> [Document text]:
━━━━━━━━━━

Is there a way to encode increasing integer sequences in R, analogous to encoding run lengths using run length encoding (rle
)?
I'll illustrate with an example:
Analogy: Run length encoding
r <- c(rep(1, 4), 2, 3, 4, rep(5, 5))
rle(r)
Run Length Encoding
lengths: int [1:5] 4 1 1 1 5
values : num [1:5] 1 2 3 4 5
Desired: sequence length encoding
s <- c(1:4, rep(5, 4), 6:9)
s
[1] 1 2 3 4 5 5 5 5 6 7 8 9
somefunction(s)
Sequence lengths
lengths: int [1:4] 5 1 1 5
value1 : num [1:4] 1 5 5 5
Edit 1
Thus, somefunction(1:10)
will give the result:
Sequence lengths
lengths: int [1:1] 10
value1 : num [1:1] 1
This results means that there is an integer sequence of length 10 with starting value of 1, i.e. seq(1, 10)
Note that there isn't a mistake in my example result. The vector in fact ends in the sequence 5:9, not 6:9 which was used to construct it.
My use case is that I am working with survey data in an SPSS export file. Each subquestion in a grid of questions will have a name of the pattern paste("q", 1:5)
, but sometimes there is an "other" category which will be marked q_99
, q_other
or something else. I wish to find a way of identifying the sequences.
Edit 2
In a way, my desired function is the inverse of the base function sequence
, with the start value, value1
in my example, added.
lengths <- c(5, 1, 1, 5)
value1 <- c(1, 5, 5, 5)
s
[1] 1 2 3 4 5 5 5 5 6 7 8 9
sequence(lengths) + rep(value1-1, lengths)
[1] 1 2 3 4 5 5 5 5 6 7 8 9
Edit 3
I should have stated that for my purposes a sequence is defined as increasing integer sequences as opposed to monotonically increasing sequences, e.g. c(4,5,6,7)
but not c(2,4,6,8)
nor c(5,4,3,2,1)
. However, any other integer can appear between sequences.
This means a solution should be able to cope with this test case:
somefunction(c(2, 4, 1:4, 5, 5))
Sequence lengths
lengths: int [1:4] 1 1 5 1
value1 : num [1:4] 2 4 1 5
In the ideal case, the solution can also cope with the use case suggested originally, which would include characters in the vector, e.g.
somefunction(c(2, 4, 1:4, 5, "other"))
Sequence lengths
lengths: int [1:5] 1 1 5 1 1
value1 : num [1:5] 2 4 1 5 "other"

━━━━━━━━━━

> [Material provided]:
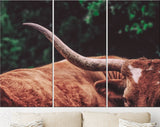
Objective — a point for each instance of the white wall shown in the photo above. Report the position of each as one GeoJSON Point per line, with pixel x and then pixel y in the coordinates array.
{"type": "Point", "coordinates": [5, 113]}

━━━━━━━━━━

> [Exercise brief]: Rewrite the paragraph in the forum question on encoding integer sequences in R that begins "My use case is that" as a short bulleted list, keeping its main facts.

> [Exercise response]:
- The work involves survey data in an SPSS export file.
- Each subquestion in a grid of questions has a name following the pattern paste("q", 1:5).
- Sometimes an "other" category appears, marked q_99, q_other, or something else.
- The goal is to find a way to identify the sequences.